# PROMPT:
Reproduce the lines of the material below verbatim, from the line containing "Practice step: put one dot on the upper" through the line containing "(1059, 643)", inclusive.
══ MATERIAL PROVIDED ══
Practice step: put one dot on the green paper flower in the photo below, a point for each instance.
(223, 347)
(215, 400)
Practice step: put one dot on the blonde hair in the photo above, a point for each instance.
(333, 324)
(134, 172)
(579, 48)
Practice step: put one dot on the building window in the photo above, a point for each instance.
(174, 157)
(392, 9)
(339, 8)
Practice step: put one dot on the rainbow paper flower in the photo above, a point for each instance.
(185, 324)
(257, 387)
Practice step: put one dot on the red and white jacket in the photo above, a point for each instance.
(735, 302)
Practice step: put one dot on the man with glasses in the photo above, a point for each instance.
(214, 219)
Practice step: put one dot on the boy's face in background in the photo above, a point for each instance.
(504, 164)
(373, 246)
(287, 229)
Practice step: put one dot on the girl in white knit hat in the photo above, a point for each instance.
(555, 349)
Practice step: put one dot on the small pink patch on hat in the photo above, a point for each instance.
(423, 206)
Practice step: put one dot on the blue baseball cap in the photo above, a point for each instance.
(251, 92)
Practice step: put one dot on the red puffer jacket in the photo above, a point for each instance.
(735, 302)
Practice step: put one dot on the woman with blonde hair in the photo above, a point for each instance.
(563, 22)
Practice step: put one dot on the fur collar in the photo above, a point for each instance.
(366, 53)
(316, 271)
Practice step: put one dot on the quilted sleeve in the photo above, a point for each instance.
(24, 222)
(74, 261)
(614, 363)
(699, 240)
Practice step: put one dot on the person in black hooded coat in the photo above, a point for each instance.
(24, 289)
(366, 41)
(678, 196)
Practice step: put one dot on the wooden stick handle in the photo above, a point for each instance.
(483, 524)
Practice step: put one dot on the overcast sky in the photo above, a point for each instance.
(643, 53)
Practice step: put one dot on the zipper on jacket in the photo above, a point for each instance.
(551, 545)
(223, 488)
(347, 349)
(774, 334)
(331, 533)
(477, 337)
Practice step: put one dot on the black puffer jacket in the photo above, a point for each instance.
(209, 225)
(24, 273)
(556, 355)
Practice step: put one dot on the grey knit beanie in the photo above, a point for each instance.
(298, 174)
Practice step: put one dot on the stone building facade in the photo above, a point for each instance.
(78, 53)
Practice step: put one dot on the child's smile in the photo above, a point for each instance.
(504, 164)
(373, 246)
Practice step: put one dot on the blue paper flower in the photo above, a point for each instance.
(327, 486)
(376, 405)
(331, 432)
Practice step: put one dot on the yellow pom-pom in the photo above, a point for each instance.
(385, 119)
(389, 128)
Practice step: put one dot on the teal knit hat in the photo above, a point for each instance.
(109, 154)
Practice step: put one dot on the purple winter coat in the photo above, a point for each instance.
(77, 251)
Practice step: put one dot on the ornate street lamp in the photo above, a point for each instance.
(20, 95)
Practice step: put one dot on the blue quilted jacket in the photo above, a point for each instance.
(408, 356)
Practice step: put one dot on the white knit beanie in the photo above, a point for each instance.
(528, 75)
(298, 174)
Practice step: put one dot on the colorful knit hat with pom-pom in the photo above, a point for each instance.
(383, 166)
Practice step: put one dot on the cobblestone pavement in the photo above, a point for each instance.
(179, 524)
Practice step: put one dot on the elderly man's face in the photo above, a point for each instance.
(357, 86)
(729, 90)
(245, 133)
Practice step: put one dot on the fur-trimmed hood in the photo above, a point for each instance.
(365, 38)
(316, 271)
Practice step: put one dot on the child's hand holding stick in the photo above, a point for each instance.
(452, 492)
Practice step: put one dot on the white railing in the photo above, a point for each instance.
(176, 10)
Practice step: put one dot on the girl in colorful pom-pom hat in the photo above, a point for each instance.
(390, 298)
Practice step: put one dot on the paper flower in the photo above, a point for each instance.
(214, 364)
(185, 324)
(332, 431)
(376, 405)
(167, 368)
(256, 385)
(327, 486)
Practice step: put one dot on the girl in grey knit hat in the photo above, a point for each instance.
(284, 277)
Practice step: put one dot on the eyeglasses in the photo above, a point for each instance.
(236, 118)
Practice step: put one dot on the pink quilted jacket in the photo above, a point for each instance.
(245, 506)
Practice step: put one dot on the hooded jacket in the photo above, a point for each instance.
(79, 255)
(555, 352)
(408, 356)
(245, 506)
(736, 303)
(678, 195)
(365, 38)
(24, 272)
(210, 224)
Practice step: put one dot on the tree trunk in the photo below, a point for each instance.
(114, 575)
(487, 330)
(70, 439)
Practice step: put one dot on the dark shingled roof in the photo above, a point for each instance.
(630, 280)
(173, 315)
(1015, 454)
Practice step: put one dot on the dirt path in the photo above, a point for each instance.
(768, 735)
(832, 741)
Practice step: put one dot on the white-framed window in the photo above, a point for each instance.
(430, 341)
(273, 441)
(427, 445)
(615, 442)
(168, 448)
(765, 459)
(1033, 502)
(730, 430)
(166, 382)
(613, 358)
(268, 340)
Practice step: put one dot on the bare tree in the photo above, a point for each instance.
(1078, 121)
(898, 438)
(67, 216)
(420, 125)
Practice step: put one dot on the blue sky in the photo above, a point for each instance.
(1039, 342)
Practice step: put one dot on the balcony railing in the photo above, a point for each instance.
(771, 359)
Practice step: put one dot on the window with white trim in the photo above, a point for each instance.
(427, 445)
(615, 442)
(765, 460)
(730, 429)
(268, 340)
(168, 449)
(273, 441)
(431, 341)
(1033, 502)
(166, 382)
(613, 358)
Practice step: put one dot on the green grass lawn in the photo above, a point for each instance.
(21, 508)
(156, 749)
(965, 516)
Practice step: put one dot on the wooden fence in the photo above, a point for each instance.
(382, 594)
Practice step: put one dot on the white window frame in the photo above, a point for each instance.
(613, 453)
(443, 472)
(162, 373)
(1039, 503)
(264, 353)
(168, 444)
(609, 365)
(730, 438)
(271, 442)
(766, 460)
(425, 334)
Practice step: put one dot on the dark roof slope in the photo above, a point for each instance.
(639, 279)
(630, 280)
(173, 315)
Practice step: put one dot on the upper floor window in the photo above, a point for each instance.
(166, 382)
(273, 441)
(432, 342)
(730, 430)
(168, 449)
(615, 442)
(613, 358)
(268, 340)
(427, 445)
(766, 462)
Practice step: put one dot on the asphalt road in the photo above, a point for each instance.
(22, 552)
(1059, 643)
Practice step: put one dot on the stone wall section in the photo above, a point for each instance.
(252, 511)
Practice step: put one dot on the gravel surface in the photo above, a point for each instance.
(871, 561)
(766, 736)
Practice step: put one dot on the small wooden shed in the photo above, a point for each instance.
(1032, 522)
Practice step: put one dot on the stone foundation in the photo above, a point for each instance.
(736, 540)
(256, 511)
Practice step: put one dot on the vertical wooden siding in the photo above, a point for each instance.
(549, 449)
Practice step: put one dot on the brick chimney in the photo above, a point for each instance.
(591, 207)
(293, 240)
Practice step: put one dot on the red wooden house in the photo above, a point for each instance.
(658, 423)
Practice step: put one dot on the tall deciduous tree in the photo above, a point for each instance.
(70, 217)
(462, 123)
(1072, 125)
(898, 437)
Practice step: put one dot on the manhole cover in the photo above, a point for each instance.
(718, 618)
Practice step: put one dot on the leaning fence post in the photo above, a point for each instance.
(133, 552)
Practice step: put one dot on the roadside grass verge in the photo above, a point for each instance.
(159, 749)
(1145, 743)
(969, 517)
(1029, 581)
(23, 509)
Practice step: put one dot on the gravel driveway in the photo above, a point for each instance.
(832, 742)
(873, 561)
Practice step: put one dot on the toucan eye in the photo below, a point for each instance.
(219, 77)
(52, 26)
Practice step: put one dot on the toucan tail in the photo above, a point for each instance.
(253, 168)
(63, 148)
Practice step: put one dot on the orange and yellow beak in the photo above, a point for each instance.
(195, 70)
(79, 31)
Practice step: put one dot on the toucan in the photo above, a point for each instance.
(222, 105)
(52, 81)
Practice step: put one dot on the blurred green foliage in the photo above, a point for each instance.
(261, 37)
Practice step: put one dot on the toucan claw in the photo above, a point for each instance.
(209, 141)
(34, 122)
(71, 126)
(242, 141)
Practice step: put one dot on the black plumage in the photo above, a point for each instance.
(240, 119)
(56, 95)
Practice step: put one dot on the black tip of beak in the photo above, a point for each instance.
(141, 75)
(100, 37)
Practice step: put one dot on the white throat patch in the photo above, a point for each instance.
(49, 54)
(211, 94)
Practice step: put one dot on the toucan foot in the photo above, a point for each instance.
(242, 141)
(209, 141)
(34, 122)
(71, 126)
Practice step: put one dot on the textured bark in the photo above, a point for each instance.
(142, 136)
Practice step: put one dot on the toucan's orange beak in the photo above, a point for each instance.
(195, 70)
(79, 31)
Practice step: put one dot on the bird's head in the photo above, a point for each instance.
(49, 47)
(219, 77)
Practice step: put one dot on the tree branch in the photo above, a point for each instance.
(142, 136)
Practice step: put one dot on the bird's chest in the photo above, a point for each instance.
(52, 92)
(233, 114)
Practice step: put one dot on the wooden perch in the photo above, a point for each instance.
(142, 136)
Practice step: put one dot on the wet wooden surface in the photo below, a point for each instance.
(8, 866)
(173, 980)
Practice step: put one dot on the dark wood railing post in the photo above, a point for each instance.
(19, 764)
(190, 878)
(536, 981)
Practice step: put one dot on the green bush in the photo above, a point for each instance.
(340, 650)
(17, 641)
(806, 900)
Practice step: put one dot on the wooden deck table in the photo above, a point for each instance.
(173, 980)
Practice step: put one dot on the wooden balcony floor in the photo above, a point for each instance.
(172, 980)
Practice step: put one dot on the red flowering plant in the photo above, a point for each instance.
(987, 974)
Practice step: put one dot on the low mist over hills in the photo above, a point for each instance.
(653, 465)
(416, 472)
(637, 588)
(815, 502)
═══
# RESULT OF THIS EXERCISE:
Practice step: put one dot on the upper floor window in the photo above, a point for each instance.
(166, 382)
(273, 441)
(432, 342)
(730, 430)
(168, 449)
(615, 442)
(613, 358)
(268, 340)
(427, 445)
(766, 462)
Practice step: put one dot on the asphalt road in the photo above, a point for each instance.
(22, 552)
(1059, 643)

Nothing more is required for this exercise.